Your task :: List every line in the material that contains the string "ornate", copying each line in full. Case counts, so match capitals and lowercase letters precisely.

** start of Information given **

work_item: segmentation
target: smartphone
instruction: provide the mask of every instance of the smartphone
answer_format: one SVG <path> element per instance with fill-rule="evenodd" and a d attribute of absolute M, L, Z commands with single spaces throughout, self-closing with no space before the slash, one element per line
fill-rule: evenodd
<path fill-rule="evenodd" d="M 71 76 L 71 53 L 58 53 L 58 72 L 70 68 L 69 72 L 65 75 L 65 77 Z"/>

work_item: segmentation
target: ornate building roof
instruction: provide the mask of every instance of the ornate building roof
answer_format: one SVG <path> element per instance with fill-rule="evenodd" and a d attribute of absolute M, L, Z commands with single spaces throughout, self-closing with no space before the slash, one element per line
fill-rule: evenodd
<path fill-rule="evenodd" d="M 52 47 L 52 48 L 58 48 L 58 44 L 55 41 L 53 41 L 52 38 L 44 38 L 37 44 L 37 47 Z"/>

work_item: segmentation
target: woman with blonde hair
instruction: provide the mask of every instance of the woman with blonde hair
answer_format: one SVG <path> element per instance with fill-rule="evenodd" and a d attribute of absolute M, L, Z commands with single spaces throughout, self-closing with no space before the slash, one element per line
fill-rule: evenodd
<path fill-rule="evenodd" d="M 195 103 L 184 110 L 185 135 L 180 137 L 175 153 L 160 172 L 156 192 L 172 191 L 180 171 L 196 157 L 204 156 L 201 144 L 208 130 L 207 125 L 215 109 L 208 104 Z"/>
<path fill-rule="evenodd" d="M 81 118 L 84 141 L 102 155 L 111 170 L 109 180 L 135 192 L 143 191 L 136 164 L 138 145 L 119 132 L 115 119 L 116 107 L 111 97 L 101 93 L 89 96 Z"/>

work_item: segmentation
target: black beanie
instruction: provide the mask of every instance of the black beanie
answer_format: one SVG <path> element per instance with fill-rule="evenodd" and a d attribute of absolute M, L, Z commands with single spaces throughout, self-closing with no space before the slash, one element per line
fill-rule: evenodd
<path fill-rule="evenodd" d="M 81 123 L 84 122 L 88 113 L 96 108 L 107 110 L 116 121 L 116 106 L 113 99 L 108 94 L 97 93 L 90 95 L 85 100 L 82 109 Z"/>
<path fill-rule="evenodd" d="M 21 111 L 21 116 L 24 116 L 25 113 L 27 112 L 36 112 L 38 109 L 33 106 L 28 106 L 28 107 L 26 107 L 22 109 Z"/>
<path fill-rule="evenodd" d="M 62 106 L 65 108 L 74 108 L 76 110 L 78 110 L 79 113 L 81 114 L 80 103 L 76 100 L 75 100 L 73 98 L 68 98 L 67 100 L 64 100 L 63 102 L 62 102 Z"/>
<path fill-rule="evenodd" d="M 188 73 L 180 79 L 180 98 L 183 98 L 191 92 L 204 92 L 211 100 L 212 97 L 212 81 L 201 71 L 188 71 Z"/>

** end of Information given **

Exercise solution ::
target: ornate building roof
instruction: provide the mask of every instance of the ornate building roof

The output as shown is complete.